> **Exercise details**
Copy every line of the data below word for word.

> **Material for this exercise**
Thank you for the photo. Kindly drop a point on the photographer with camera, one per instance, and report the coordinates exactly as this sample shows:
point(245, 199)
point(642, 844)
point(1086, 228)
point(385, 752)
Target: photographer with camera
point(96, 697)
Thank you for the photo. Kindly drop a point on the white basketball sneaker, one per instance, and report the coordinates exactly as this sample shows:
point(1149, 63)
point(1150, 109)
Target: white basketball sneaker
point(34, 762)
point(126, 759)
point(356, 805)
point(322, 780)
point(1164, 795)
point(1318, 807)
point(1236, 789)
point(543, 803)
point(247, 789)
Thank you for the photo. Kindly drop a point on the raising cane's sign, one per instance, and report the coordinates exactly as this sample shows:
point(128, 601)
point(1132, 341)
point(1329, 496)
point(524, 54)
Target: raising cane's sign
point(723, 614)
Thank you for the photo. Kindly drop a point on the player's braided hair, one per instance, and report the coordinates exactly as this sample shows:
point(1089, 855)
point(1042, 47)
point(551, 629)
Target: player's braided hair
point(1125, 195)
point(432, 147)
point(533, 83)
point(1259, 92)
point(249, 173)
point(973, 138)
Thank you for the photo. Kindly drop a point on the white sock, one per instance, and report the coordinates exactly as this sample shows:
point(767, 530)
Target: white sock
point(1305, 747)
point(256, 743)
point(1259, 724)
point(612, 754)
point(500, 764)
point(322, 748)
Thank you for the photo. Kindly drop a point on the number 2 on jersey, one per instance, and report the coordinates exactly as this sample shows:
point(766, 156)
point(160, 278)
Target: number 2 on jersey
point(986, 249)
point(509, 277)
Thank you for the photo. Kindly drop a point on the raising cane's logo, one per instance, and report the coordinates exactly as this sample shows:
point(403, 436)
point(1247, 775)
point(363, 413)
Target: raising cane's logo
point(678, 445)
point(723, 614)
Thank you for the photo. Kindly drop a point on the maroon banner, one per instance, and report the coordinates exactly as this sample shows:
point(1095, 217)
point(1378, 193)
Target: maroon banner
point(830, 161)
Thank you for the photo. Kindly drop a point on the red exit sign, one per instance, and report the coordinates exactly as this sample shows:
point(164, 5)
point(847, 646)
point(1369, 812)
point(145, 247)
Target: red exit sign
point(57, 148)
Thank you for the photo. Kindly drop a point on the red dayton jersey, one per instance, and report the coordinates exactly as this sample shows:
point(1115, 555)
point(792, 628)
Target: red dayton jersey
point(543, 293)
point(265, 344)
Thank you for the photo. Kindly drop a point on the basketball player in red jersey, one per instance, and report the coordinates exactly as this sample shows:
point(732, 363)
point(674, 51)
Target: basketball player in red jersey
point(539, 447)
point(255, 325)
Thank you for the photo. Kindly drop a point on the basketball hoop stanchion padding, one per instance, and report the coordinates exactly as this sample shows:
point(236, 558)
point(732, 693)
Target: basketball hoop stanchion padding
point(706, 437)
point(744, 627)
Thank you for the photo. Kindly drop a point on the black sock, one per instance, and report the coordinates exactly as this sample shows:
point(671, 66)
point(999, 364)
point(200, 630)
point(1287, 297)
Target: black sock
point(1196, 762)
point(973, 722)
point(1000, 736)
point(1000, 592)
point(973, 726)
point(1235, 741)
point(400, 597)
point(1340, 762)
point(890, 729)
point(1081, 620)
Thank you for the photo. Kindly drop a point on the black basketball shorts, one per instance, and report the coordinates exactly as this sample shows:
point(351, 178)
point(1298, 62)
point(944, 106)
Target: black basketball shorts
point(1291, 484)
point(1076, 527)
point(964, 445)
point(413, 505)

> **Answer to this exercise**
Thank you for the photo. Kindly drop a point on the photographer with camera, one per instance, and report the coordinates exactly as this sample shows:
point(245, 199)
point(642, 844)
point(1086, 228)
point(385, 752)
Target: photographer with camera
point(96, 697)
Thank you for the photo. Kindly drop a point on the white basketball sneaker, one per instance, and report the coordinates exactly as this sample shows:
point(1149, 63)
point(1150, 109)
Target: white basketball sneaker
point(34, 762)
point(126, 759)
point(356, 805)
point(322, 780)
point(1164, 795)
point(1318, 807)
point(1236, 789)
point(543, 803)
point(247, 789)
Thank you for the photo. Kindly drop a point on the raising cane's sign, one per instance, and report the coordinates exactly as this sample shows:
point(128, 601)
point(1132, 341)
point(1329, 496)
point(524, 54)
Target: raising cane's sign
point(723, 614)
Thank you for the photo. Kindly drop a point on the player's braided hair, one per instance, and report the coordinates exactly as this sample shows:
point(1089, 855)
point(1042, 47)
point(551, 629)
Target: player's braided hair
point(1125, 195)
point(432, 147)
point(533, 83)
point(1259, 92)
point(249, 173)
point(973, 138)
Thank you for the photo. Kindly drop a point on the white sock, one per instance, and report the coordinates exactly as this sample shows:
point(767, 530)
Target: white sock
point(1305, 747)
point(256, 743)
point(1259, 724)
point(612, 754)
point(500, 764)
point(322, 748)
Thank you for the photo. Kindly drop a point on the number 2 on jersey, one per instance, and report the coordinates exactly as this sample shows:
point(766, 156)
point(160, 278)
Target: number 2 on jersey
point(986, 249)
point(509, 277)
Thank you for the photo. Kindly drop a point on the raising cane's logo, one per instance, and report the coordinates exactly as this sample shows:
point(403, 436)
point(1247, 775)
point(363, 413)
Target: raising cane's logo
point(678, 445)
point(723, 614)
Thank you for the photo. Kindly drop a point on the maroon banner, one per instance, and report the coordinates exactly as this sample shows:
point(1095, 217)
point(1378, 193)
Target: maroon banner
point(830, 161)
Thank you for the photo. Kindly drop a point on the red exit sign, one per instance, and report the coordinates exactly as this sample shows:
point(164, 5)
point(847, 646)
point(1369, 812)
point(145, 247)
Target: red exit sign
point(57, 148)
Thank you for the photo. Kindly drop a point on the red dayton jersey, one per instance, and report the coordinates exactly as this sample shows:
point(1115, 555)
point(792, 628)
Target: red dayton jersey
point(543, 293)
point(265, 344)
Thank you for the photo. Kindly drop a point on the basketball player in red jersey, one per instance, and report the coordinates exactly as this sample shows:
point(732, 363)
point(674, 51)
Target: basketball player in red jersey
point(539, 447)
point(255, 325)
Thank you for the photo. Kindly drop a point on the basketball hoop stanchion padding, one per instance, and report the coordinates exactly as this sample shows:
point(236, 558)
point(732, 693)
Target: basketball hoop stanchion padding
point(706, 437)
point(744, 627)
Thank you for the photo. Kindly drop a point on the black sock, one per instance, and report the coordinates exactly as this sample shows:
point(671, 66)
point(999, 364)
point(200, 630)
point(1287, 297)
Target: black sock
point(1196, 762)
point(973, 722)
point(1000, 736)
point(1000, 592)
point(973, 726)
point(1235, 741)
point(400, 597)
point(1340, 762)
point(890, 729)
point(1081, 620)
Thank you for the photo. Kindly drop a point on the black basketball shorts, one per instance, and report the coordinates exactly as this sample shows:
point(351, 178)
point(1298, 62)
point(944, 106)
Target: black basketball shorts
point(1291, 484)
point(1076, 527)
point(964, 445)
point(413, 505)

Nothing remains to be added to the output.